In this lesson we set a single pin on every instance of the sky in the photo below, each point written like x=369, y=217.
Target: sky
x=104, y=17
────────────────────────────────────────
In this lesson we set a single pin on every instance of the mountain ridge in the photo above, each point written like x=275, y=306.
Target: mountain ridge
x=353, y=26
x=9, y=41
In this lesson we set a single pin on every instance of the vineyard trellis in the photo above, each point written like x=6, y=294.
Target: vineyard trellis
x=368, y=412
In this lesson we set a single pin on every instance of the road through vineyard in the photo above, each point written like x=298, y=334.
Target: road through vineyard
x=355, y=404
────────────────────────────────────────
What to do: Filter by the word "above": copy every line of the data that holds it.

Solution:
In this lesson we set a single pin on every instance of the mountain ridge in the photo above, each point written like x=275, y=306.
In this lesson we set a single pin on every instance of the vineyard trellis in the photo above, each point written like x=6, y=294.
In this lesson we set a single pin on every instance of the road through vineyard in the photo above, each point written like x=298, y=334.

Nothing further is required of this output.